-- BEGIN EXCERPTED PASSAGE --
February 17 Friday – A.A. Vantine & Co., New York, billed Livy $29.75 for “1 set tea toys[?], 2 trays, 5 boxes magic flowers”; paid same day [MTP]. Note: This purchase by Livy and the Feb. 18 Times notation (see entry) support the idea that Sam and Livy made another trip to New York sometime after Feb. 12, (at least by the Feb. 14 purchase of glass case) and returned by Feb. 19.
Home at Hartford: Day By Day
February 17 Sunday – Sam wrote from Hartford to Augustin Daly. Would Daly consider producing Sam’s dramatization of The Adventures of Tom Sawyer? [MTNJ 3: 46n106]. Sam may have left in the evening for New York.
February 17 Tuesday – Sam and Cable gave a reading in Opera House, Ottawa, Canada.
Sam wrote from Brockville, Canada to Charles Webster. Sam still had not heard if Osgood had sent a statement for the account.
February 17 Wednesday – Alfred P. Burbank (1846-1894) wrote on Lotos Club stationery to Sam seeking permission to perform the Sellers as Scientist play written with Howells. Burbank was a professional elocutionist described as “tall, lithe, slender, and naturally inclined to action” [Proceedings by National Speech Art Assoc., 1893 p.208; MTLTP 197n1]. See Mar. 19 to Webster for Sam’s answer.
February 17 Thursday – George J. Magee for Clearfield Bituminous Coal in Corning N.Y. sent Sam a form-letter offer to buy stock to cover expenses of the purchase of said company. Sam wrote “No” on the envelope [MTP].
-- END EXCERPTED PASSAGE --
§ **EXERCISE TASK A**: Give the records below, from the line holding "[mark] the glossy ball" through the end of the records, inclusive, as a Markdown table with columns named Row and Line. Number each row and leave out blank lines.
§ **EXERCISE TASK B**: Extend the February 17 chronology from where it stops.
-- BEGIN DATA LINES --
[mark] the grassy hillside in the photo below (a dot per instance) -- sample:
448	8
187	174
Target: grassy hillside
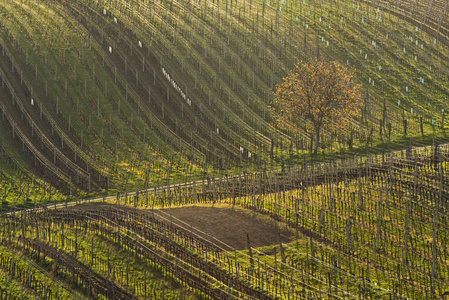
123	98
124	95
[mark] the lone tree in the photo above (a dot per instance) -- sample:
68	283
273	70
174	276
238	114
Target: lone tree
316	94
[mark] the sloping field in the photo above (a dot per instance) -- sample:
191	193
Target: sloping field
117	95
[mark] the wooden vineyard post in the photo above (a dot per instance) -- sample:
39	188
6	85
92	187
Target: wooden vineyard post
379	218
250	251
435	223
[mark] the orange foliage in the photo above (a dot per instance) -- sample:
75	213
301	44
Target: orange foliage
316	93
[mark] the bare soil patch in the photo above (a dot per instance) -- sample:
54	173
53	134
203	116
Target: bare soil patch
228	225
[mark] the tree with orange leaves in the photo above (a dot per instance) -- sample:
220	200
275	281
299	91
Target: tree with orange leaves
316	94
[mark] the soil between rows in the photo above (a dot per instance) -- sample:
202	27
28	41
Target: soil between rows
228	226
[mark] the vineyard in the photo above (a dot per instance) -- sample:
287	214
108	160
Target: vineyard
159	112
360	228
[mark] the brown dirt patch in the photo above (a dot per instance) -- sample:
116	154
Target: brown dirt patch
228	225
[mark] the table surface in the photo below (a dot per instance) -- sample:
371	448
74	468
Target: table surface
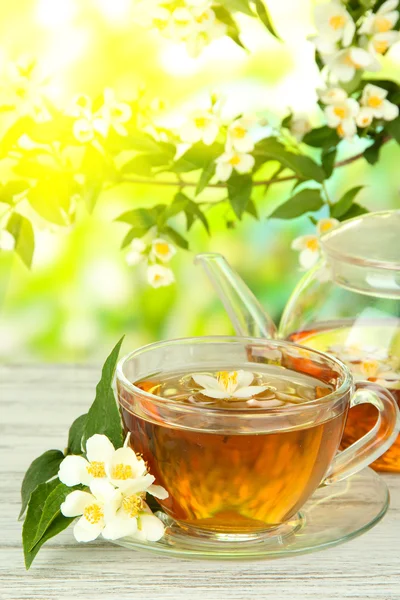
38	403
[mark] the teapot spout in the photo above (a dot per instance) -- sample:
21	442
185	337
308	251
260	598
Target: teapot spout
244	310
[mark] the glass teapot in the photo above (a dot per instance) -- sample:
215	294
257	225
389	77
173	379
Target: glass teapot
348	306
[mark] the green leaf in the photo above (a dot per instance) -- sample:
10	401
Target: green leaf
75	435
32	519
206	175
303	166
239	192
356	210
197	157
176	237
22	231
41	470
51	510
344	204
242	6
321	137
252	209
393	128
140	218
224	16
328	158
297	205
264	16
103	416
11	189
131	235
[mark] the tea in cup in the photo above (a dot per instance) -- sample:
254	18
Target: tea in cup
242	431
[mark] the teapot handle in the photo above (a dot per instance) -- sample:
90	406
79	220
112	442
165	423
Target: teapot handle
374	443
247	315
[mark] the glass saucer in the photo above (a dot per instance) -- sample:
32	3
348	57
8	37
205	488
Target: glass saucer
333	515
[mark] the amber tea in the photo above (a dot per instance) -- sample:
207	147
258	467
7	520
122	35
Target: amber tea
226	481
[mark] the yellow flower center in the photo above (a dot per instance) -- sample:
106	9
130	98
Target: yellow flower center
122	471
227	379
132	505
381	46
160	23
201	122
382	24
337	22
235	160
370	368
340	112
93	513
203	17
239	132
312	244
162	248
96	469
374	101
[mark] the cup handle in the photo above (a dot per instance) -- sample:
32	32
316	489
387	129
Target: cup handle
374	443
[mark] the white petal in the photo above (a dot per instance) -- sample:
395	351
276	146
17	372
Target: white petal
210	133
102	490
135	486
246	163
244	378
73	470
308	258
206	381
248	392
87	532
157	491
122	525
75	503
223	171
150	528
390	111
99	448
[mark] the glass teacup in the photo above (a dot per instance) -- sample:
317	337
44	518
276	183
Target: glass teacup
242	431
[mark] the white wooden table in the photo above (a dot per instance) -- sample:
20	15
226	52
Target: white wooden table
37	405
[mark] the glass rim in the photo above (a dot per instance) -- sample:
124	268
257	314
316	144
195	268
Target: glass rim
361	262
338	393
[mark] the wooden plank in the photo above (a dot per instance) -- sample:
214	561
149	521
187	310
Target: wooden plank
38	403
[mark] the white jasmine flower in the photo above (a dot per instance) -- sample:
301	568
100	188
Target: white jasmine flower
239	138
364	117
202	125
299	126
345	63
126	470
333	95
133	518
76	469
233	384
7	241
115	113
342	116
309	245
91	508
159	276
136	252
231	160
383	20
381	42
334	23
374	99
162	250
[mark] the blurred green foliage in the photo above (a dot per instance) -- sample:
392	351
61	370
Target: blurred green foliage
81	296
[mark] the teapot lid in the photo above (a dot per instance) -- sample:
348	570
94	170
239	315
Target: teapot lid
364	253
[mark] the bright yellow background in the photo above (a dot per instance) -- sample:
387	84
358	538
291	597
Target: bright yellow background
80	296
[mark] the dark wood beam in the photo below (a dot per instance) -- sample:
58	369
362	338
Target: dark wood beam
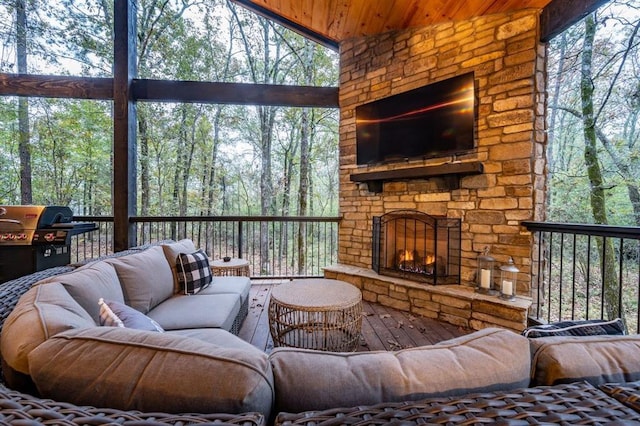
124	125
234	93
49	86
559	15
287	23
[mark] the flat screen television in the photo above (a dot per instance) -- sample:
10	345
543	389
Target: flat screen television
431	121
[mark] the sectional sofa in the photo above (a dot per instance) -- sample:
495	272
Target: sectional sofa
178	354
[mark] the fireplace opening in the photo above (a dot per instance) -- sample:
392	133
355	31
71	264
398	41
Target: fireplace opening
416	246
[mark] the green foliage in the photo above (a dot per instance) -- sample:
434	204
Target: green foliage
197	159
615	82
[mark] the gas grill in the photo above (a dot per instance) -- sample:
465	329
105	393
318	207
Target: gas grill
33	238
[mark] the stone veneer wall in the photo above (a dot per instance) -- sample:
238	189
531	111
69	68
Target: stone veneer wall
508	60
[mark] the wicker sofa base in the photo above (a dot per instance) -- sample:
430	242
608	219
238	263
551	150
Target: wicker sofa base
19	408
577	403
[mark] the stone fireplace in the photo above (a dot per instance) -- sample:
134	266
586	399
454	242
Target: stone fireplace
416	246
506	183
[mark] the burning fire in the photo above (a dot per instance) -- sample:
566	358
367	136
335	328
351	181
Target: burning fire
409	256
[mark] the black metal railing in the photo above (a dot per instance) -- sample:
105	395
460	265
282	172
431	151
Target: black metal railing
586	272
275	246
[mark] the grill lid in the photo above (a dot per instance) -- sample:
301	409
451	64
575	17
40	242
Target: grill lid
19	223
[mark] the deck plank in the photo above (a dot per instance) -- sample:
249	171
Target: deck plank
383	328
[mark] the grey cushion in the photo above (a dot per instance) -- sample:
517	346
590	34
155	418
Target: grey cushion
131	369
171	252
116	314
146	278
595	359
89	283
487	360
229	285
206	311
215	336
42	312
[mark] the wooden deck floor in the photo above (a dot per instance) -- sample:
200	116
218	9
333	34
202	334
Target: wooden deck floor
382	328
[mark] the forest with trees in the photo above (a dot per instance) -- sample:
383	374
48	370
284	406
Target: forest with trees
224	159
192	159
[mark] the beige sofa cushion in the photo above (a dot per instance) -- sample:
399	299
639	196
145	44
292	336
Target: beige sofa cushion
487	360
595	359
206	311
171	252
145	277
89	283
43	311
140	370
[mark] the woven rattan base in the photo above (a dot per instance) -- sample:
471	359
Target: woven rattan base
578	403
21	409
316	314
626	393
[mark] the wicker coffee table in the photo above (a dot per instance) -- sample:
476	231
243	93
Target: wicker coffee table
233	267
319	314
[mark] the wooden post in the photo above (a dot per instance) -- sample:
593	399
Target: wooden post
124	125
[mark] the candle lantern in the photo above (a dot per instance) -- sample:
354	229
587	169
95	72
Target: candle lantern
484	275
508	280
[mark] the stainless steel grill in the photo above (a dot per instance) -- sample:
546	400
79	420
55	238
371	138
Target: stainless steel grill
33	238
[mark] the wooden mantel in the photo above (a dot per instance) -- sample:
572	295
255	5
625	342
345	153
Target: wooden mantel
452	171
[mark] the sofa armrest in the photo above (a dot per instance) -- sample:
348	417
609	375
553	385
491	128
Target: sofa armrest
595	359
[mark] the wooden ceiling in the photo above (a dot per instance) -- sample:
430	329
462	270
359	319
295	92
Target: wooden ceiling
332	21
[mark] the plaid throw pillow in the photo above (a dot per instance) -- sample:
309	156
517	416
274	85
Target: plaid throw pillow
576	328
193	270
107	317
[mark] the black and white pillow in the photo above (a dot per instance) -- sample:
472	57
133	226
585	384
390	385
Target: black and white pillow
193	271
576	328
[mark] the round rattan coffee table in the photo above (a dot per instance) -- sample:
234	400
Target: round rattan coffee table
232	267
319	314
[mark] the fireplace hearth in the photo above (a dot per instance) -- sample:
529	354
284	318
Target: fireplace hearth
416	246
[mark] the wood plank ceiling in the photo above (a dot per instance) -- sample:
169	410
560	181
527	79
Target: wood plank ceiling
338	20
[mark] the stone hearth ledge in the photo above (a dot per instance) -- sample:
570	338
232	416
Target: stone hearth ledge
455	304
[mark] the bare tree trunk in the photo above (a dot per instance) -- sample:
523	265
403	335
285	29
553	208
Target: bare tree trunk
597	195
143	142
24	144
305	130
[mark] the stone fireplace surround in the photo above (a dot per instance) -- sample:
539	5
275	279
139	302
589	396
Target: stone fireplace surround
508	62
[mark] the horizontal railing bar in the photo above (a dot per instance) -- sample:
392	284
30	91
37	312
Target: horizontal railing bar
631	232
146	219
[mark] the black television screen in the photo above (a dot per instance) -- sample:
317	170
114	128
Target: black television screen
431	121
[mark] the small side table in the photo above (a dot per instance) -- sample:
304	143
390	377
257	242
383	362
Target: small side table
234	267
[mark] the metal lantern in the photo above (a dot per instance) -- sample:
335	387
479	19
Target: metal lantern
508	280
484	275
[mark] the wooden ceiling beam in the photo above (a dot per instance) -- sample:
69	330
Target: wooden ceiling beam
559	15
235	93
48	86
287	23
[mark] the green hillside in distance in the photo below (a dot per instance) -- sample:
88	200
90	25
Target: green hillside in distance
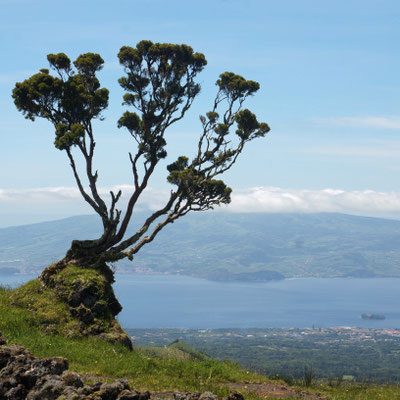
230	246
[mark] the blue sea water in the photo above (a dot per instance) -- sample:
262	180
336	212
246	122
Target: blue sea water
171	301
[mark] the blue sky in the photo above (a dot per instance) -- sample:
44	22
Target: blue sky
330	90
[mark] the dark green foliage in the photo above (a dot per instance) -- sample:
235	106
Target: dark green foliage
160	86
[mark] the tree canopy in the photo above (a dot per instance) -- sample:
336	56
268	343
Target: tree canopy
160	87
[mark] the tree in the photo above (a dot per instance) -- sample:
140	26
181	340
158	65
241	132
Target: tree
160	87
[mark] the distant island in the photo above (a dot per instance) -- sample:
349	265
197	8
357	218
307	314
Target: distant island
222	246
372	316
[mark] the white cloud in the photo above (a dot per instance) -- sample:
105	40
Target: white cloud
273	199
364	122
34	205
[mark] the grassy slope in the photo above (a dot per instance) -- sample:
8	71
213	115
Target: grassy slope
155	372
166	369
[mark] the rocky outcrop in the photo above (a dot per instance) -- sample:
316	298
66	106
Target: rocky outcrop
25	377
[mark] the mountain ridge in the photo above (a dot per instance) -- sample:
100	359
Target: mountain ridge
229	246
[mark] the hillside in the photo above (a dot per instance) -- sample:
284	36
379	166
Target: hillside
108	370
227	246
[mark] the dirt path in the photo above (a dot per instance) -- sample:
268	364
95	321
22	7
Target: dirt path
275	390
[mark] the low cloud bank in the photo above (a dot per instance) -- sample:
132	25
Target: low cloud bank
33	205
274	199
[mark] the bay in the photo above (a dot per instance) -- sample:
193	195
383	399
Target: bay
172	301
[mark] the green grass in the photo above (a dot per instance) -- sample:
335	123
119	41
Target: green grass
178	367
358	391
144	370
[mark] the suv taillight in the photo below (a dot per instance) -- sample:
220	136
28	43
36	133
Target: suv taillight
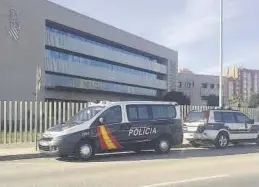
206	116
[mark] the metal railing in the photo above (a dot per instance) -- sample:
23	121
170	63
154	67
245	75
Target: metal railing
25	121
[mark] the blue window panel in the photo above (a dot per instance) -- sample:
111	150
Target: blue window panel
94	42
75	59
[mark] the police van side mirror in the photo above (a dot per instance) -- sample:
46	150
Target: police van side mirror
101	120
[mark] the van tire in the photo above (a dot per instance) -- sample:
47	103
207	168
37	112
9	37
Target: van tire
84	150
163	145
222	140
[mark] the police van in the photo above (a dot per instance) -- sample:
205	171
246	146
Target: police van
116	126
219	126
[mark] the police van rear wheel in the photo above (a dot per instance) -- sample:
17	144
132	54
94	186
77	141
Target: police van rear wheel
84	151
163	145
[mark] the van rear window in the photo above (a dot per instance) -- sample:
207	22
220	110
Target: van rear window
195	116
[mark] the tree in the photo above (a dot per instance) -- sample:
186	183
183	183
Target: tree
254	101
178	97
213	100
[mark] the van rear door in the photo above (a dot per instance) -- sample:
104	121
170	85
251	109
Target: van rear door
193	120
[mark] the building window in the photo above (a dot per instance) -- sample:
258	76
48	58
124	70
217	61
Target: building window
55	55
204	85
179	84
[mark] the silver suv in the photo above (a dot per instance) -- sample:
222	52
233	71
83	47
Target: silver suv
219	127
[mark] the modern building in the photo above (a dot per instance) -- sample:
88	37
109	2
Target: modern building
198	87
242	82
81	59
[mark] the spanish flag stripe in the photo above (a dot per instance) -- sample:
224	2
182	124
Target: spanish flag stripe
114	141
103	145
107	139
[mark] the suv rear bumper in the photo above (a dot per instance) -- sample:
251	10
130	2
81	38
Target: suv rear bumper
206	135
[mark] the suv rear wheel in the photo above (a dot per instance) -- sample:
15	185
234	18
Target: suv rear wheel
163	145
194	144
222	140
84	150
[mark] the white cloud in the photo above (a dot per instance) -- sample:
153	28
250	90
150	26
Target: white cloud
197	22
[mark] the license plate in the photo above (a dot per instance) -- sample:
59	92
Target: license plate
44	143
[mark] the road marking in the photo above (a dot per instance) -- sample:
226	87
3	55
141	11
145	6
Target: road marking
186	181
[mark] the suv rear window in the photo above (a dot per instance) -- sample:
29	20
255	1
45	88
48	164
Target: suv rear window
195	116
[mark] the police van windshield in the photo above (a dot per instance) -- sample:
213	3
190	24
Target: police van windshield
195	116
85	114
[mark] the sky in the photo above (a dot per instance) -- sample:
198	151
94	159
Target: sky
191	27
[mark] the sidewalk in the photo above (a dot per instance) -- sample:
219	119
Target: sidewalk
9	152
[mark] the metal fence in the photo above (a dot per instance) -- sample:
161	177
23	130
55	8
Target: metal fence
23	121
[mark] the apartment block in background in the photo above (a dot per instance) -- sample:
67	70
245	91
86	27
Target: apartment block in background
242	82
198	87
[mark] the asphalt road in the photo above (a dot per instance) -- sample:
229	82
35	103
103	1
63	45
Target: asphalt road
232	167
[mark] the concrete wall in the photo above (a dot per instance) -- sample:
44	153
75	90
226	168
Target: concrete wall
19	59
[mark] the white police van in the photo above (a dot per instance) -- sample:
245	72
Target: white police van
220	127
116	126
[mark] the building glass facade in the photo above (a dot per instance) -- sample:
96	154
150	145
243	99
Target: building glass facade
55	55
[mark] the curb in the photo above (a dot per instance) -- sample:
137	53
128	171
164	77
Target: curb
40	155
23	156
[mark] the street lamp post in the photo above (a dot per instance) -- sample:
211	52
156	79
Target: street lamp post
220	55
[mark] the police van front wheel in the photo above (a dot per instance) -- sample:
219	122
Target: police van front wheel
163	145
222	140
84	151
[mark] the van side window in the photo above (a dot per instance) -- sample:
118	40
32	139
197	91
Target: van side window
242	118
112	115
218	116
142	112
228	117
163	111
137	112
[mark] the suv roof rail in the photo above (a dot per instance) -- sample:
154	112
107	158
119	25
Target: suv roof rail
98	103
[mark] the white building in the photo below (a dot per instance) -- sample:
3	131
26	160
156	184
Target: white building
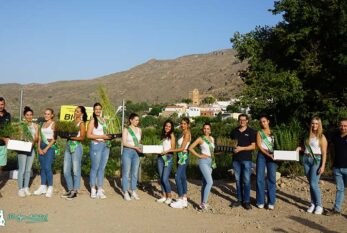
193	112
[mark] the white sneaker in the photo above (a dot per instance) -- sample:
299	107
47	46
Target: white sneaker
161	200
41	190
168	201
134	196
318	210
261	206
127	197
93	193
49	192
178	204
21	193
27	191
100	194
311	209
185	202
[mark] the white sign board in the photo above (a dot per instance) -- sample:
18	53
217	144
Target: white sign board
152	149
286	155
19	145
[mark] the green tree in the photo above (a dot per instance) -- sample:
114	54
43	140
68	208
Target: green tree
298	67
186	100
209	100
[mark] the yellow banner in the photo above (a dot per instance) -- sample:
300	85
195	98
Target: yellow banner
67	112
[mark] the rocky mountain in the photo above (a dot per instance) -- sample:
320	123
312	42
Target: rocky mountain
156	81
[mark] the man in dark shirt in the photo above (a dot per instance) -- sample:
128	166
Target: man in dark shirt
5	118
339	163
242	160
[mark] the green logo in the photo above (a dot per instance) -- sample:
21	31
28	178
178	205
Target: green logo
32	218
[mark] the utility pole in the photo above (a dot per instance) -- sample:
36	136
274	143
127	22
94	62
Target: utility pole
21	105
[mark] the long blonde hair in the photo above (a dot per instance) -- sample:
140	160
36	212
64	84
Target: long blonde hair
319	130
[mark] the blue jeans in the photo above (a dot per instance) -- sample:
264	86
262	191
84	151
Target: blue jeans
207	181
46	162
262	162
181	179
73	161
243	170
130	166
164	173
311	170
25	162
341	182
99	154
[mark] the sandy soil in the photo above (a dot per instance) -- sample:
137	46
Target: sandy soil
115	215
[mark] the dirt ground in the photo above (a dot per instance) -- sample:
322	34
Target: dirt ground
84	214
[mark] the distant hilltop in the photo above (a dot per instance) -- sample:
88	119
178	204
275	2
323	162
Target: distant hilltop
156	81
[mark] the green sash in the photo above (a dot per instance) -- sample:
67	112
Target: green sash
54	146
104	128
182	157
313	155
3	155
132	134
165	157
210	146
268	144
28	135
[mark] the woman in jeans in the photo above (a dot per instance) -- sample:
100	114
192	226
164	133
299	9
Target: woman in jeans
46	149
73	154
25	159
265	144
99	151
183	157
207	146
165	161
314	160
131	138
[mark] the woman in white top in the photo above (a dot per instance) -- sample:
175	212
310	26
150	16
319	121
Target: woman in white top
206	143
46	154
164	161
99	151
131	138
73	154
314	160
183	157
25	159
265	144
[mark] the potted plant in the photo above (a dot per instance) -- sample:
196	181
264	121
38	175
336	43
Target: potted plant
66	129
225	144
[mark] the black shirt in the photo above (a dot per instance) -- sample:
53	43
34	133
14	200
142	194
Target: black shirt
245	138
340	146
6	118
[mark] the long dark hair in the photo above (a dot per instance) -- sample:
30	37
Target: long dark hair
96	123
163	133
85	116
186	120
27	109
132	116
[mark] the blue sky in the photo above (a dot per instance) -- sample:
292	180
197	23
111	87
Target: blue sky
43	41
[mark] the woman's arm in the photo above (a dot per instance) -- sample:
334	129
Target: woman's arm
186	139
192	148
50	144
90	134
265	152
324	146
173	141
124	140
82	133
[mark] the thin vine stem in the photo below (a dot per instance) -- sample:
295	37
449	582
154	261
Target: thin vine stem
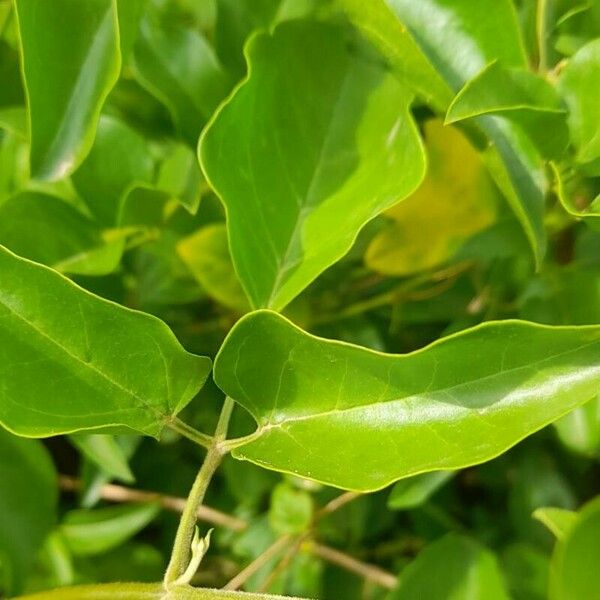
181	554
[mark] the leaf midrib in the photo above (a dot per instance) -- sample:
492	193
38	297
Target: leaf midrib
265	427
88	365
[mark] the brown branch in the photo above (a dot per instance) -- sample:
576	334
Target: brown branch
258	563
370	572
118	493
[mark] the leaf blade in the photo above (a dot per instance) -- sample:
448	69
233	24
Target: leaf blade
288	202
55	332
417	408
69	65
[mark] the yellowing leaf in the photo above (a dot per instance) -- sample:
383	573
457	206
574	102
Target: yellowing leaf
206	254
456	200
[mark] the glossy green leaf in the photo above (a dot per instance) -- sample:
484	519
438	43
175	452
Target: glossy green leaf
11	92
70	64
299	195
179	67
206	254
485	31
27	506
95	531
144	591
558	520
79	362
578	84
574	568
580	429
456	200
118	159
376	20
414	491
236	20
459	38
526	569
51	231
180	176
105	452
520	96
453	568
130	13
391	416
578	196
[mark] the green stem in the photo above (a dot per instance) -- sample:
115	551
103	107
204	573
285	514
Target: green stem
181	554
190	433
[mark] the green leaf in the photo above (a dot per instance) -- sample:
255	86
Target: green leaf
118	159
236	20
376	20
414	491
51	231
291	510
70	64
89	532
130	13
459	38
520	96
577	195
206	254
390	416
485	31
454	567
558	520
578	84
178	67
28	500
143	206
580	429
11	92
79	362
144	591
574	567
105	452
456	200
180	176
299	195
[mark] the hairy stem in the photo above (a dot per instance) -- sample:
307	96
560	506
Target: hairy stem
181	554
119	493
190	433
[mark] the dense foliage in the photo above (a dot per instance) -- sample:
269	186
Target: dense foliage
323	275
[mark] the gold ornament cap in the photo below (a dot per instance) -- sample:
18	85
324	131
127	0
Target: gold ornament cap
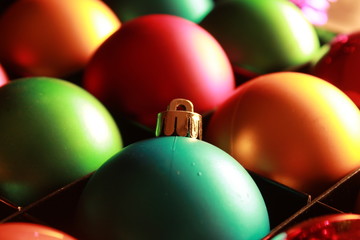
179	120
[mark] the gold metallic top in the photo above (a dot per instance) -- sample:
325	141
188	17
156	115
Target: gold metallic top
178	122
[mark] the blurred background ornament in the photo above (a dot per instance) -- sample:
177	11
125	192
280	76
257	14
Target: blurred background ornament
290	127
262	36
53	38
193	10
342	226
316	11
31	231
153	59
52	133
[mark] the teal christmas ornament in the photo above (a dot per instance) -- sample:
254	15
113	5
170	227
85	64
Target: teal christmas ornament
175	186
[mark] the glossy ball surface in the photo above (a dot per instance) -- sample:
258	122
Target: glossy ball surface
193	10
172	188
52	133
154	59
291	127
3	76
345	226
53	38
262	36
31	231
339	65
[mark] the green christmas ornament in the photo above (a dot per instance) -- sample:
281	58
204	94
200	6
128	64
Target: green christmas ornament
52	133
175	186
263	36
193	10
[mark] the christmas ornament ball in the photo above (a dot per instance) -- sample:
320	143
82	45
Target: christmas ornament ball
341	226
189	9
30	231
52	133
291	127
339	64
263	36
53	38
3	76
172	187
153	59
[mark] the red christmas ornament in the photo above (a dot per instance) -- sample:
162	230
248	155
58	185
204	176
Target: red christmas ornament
-- END DATA LINES --
§ **EXERCISE RESPONSE A**:
| Row | Line |
|---|---|
| 1 | [mark] the glossy ball surface in the photo above (a dot per instance) -- sample: |
| 2 | 258	122 |
| 3 | Target: glossy ball surface |
| 4 | 193	10 |
| 5 | 172	188 |
| 6 | 52	133 |
| 7 | 154	59 |
| 8 | 291	127 |
| 9 | 3	76 |
| 10 | 345	226 |
| 11 | 53	38 |
| 12 | 262	36 |
| 13 | 31	231 |
| 14 | 339	65 |
| 15 | [mark] the green christmas ornament in the photo above (a dot per instance) -- sample: |
| 16 | 281	58 |
| 17 | 204	94 |
| 18 | 200	6 |
| 19 | 128	64 |
| 20 | Target: green christmas ornament |
| 21 | 52	133 |
| 22 | 175	186 |
| 23 | 263	36 |
| 24 | 193	10 |
| 25 | [mark] the christmas ornament ball in the photo above (a dot per instance) -- sample: |
| 26 | 320	143 |
| 27 | 82	45 |
| 28 | Target: christmas ornament ball |
| 29 | 341	226 |
| 30 | 189	9 |
| 31 | 30	231 |
| 32 | 52	133 |
| 33 | 291	127 |
| 34 | 339	64 |
| 35 | 263	36 |
| 36 | 53	38 |
| 37 | 3	76 |
| 38 | 172	187 |
| 39 | 153	59 |
| 40 | [mark] the red christmas ornament in the photo above (a dot per instance) -- sample: |
| 41 | 162	230 |
| 42 | 248	155 |
| 43 | 58	185 |
| 44 | 204	176 |
| 45 | Target: red christmas ornament |

§ **EXERCISE RESPONSE B**:
J.F. Swords wrote acknowledging a letter from Sam’s attorney Whitmore relating to Sam’s signature for one share in the Hartford Amusement Assoc., which was on their document [MTP].
February 17 Friday – Joseph Summers wrote from Epsom, England asking Sam if he might use a few lines in his book. Sam wrote, “I will answer this” on the envelope [MTP].
February 17 Sunday – Sam and Livy returned home to Hartford [Feb. 14 to Whitmore; MTNJ 3: 449n138].
February 17 Monday – In New York Sam wrote to Stilson Hutchins about sick Livy and his nursing her in New York. [MTP, paraphrased 1912 Anderson Galleries catalog, Item 222]. Sam also wrote a similar letter to an unidentified person [MTP].
Franklin G.Whitmore wrote to Sam: “Your check for $545 being the amt. Of 2nd dividend of the St Paul Roller Mill Co of ten per cent to Mr. Saml L Clemens is received” [MTP].
February 17 Tuesday – In Hartford Sam wrote to Frederick J. Hall of a “very pleasant visit” by an unspecified man. He also enclosed a paper which, if Hall liked it for publication, to make a copy of it and mail the original to Grace King. Sam expressed some urgency as to developing the memory game, feeling it would provide some needed income:
Come quickly, & discuss my historical game. It is the important feature now [MTP].
February 18 Wednesday – Sam wrote to Frank Fuller, responding to a proposal (not extant).
February 18 Friday – Joe Twichell wrote from Hartford to Sam. “All right, and I’m a thousand times obliged to you. Stevens (the Committee on Entertainment) says I had better not advertise you on Sunday, or that makes it next to impossible to keep it out of the papers. I’ll speak of it at the Monday Evening meeting. But there’ll be folks enough there, no fear of that. Governor Bigelow is going to be invited, for one.
February 18 Saturday – According to the New York Times, page 8 under “PERSONAL INTELLIGENCE,” Sam was staying at the Hotel Brunswick. Note: Sam may have thrown off the Times by some sort of ruse—the Clemens family stayed at the Gilsey House; see bill at end of this entry.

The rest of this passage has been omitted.